>>>>>

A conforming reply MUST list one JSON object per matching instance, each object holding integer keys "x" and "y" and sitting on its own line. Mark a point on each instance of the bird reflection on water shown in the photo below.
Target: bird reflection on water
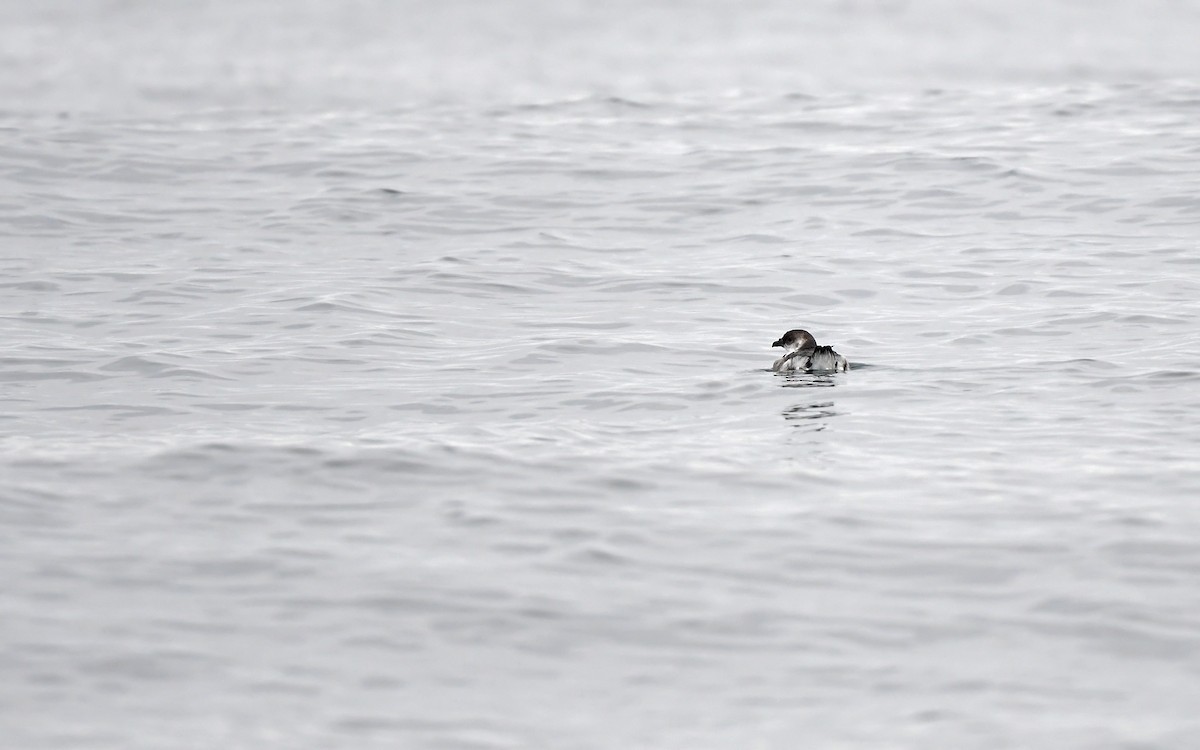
{"x": 810, "y": 415}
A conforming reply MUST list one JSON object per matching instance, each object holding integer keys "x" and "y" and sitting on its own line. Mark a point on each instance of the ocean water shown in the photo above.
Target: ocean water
{"x": 397, "y": 376}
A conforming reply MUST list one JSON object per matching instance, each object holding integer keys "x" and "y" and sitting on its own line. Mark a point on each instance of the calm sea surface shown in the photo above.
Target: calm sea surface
{"x": 390, "y": 375}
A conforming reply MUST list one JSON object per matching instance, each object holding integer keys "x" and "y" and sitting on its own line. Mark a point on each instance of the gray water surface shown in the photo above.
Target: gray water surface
{"x": 418, "y": 395}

<<<<<

### Stated problem:
Transcribe every entry above exactly. Omit all pictures.

### Answer to the task:
A conforming reply MUST list one JSON object per matching instance, each object holding integer keys "x" and "y" and sitting on its own line. Mark a point on each instance of the bird reflection on water shown in the photo below.
Target: bird reflection on water
{"x": 810, "y": 415}
A conforming reply MUST list one JSON object per matching instance, each object holding integer keys "x" and "y" and sitting on its own line. Mark a point on each instance of the ocean water shown in the photo above.
Target: ocean water
{"x": 397, "y": 376}
A conforming reply MUST list one JSON object per matching instance, each object holding integer keys "x" and "y" and sitting on its own line. Mark a point on each instance of the calm sea surface shown in the photo above.
Target: calm sea surface
{"x": 390, "y": 375}
A conforming reply MUST list one JSON object per matching instance, each object holding integer keys "x" and "y" and sitting on its own line. Mark a point on each instance of the gray water surface shown in the photo above.
Target: gray water surface
{"x": 418, "y": 395}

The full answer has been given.